*Seleção:*
• • • • •

14/11/2024

Por que apuração dos votos da eleição dos EUA tem tudo para dar problema

Por que apuração dos votos da eleição dos EUA tem tudo para dar problema - (crédito: BBC Geral)

Observadores eleitorais e analistas políticos afirmam que, apesar dos esforços para melhorar o sistema eleitoral, condições da disputa podem degringolar para cenários de caos e violência.

Faltam mais de 24 horas para que as urnas comecem a fechar nas eleições americanas de 2024, mas já há uma expectativa de que o processo de contagem de votos que se seguirá seja lento e tumultuado. Ou seja, a apuração do resultado deve se arrastar por alguns dias.

É o que afirmam à BBC News Brasil observadores eleitorais que se dedicaram nas últimas semanas a avaliar e reforçar a integridade e segurança do sistema e que passarão os próximos dias fiscalizando o trabalho dos oficiais eleitorais.

Uma série de fatores explica o pouco otimismo destes profissionais em ver um processo eleitoral ordeiro e tranquilo: a falta de regras e padrões eleitorais nacionais, lentidão na apuração em Estados-chave, possível comportamento antidemocrático dos próprios candidatos, a chance de haver correntes de desinformação, e a possibilidade razoável de judicialização da disputa.

• • • • •

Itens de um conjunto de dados
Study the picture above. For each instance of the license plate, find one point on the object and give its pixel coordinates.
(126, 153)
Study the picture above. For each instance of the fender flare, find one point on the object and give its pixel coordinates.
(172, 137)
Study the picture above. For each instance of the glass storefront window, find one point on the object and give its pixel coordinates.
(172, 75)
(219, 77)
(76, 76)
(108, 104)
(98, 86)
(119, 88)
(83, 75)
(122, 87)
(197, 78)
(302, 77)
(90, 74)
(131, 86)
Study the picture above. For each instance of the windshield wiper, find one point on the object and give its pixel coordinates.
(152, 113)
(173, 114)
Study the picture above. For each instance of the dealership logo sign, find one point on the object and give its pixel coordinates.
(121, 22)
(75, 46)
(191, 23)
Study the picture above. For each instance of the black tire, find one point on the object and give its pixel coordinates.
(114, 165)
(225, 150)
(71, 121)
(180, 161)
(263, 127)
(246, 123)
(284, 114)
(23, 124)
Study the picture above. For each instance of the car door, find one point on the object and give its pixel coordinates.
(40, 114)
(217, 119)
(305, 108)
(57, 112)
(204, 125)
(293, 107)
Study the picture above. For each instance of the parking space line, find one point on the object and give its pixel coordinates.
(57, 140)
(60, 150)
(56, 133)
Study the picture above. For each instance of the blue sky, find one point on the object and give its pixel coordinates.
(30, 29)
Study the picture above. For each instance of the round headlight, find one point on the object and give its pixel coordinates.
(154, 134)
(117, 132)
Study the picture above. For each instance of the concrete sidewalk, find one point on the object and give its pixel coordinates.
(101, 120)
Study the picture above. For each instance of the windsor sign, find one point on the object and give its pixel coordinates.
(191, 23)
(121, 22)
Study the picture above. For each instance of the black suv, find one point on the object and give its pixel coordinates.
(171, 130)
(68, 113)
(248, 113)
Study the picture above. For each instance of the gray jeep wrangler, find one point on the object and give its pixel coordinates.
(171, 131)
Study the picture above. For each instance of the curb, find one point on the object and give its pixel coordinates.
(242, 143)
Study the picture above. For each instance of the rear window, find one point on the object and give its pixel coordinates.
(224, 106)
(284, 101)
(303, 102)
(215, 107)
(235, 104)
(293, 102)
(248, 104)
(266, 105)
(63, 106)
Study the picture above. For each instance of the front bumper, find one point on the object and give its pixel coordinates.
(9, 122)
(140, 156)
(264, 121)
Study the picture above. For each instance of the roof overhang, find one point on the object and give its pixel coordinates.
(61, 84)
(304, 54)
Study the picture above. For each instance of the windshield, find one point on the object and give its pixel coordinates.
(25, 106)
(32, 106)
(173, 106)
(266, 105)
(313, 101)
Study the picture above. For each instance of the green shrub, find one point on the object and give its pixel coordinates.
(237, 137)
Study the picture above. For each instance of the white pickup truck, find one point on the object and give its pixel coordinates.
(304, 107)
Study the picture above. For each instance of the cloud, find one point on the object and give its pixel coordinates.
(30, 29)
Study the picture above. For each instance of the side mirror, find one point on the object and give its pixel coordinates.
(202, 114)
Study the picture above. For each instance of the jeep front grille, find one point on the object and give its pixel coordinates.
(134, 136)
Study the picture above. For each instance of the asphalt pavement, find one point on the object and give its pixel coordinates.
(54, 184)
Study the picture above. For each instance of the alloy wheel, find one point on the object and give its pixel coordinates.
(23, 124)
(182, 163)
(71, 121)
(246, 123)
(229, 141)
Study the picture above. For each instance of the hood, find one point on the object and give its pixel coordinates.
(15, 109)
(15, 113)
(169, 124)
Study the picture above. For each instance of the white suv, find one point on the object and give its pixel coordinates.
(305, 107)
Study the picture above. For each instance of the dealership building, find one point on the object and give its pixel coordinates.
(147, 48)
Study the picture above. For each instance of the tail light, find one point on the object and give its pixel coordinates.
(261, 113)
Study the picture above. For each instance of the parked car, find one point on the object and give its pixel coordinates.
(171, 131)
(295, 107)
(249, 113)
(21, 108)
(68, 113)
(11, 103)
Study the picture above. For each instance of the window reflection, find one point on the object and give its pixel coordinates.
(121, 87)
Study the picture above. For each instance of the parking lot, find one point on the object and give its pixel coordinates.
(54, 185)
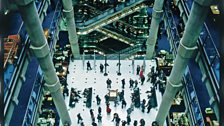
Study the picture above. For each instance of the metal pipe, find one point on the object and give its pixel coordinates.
(154, 26)
(40, 49)
(186, 50)
(72, 34)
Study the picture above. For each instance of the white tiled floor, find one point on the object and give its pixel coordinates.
(79, 78)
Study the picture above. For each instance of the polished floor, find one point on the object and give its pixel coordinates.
(80, 79)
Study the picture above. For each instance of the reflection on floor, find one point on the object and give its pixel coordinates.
(79, 78)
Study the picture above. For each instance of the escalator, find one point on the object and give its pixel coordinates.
(95, 47)
(117, 36)
(109, 16)
(127, 53)
(172, 32)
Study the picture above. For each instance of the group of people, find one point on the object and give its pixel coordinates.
(155, 77)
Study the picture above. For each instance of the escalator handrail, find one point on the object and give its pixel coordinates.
(109, 11)
(51, 50)
(21, 58)
(215, 85)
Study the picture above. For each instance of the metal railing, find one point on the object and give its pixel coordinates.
(189, 87)
(31, 110)
(110, 16)
(8, 91)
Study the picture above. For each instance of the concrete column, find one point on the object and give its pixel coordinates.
(186, 50)
(70, 20)
(154, 26)
(40, 49)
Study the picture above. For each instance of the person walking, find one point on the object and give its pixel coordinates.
(99, 110)
(136, 83)
(142, 80)
(108, 83)
(79, 117)
(131, 82)
(123, 83)
(101, 68)
(137, 69)
(128, 119)
(142, 122)
(99, 118)
(118, 119)
(123, 103)
(98, 100)
(123, 123)
(88, 66)
(106, 98)
(135, 123)
(114, 117)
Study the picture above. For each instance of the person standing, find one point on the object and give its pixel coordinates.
(118, 119)
(131, 82)
(115, 117)
(142, 80)
(98, 100)
(136, 83)
(79, 117)
(128, 119)
(94, 124)
(106, 98)
(99, 117)
(137, 69)
(108, 109)
(99, 110)
(135, 123)
(123, 123)
(101, 68)
(123, 83)
(123, 103)
(88, 66)
(108, 83)
(142, 122)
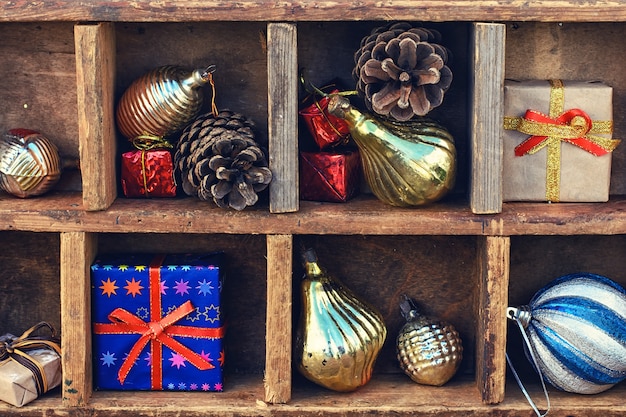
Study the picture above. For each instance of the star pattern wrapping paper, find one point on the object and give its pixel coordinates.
(145, 306)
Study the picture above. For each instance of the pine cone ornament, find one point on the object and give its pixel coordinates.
(401, 71)
(218, 159)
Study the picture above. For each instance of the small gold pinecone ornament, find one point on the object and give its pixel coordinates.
(218, 159)
(401, 71)
(429, 351)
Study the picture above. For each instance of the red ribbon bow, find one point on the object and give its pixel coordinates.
(571, 126)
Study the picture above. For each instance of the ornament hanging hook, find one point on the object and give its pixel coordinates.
(207, 74)
(514, 314)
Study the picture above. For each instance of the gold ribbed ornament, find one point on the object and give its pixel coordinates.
(339, 336)
(405, 164)
(29, 163)
(429, 351)
(162, 101)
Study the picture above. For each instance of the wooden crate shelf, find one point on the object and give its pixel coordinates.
(467, 257)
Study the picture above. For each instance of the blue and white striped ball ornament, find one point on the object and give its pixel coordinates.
(576, 328)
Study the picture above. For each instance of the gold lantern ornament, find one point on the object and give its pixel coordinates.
(30, 164)
(162, 102)
(339, 336)
(429, 351)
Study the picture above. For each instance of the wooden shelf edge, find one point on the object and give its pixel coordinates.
(428, 10)
(362, 216)
(389, 395)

• • • • •

*Instrução 1:* Indique se cada afirmação concorda com o texto sobre a apuração dos votos nos EUA, respondendo sim ou não e citando literalmente as palavras do texto que decidem: (a) espera-se que a contagem de votos seja rápida; (b) a falta de regras eleitorais nacionais está entre os fatores apontados; (c) os observadores eleitorais deram suas declarações à BBC News Brasil.
*Instrução 2:* Repita, sem nenhuma alteração, a passagem do texto sobre a apuração dos votos nos EUA que vai de "Faltam mais de" até "judicialização da disputa.".

*Resposta correta 1:*
(a) Não: "já há uma expectativa de que o processo de contagem de votos que se seguirá seja lento e tumultuado".
(b) Sim: "a falta de regras e padrões eleitorais nacionais".
(c) Sim: "É o que afirmam à BBC News Brasil observadores eleitorais".

*Resposta correta 2:*
Faltam mais de 24 horas para que as urnas comecem a fechar nas eleições americanas de 2024, mas já há uma expectativa de que o processo de contagem de votos que se seguirá seja lento e tumultuado. Ou seja, a apuração do resultado deve se arrastar por alguns dias.

É o que afirmam à BBC News Brasil observadores eleitorais que se dedicaram nas últimas semanas a avaliar e reforçar a integridade e segurança do sistema e que passarão os próximos dias fiscalizando o trabalho dos oficiais eleitorais.

Uma série de fatores explica o pouco otimismo destes profissionais em ver um processo eleitoral ordeiro e tranquilo: a falta de regras e padrões eleitorais nacionais, lentidão na apuração em Estados-chave, possível comportamento antidemocrático dos próprios candidatos, a chance de haver correntes de desinformação, e a possibilidade razoável de judicialização da disputa.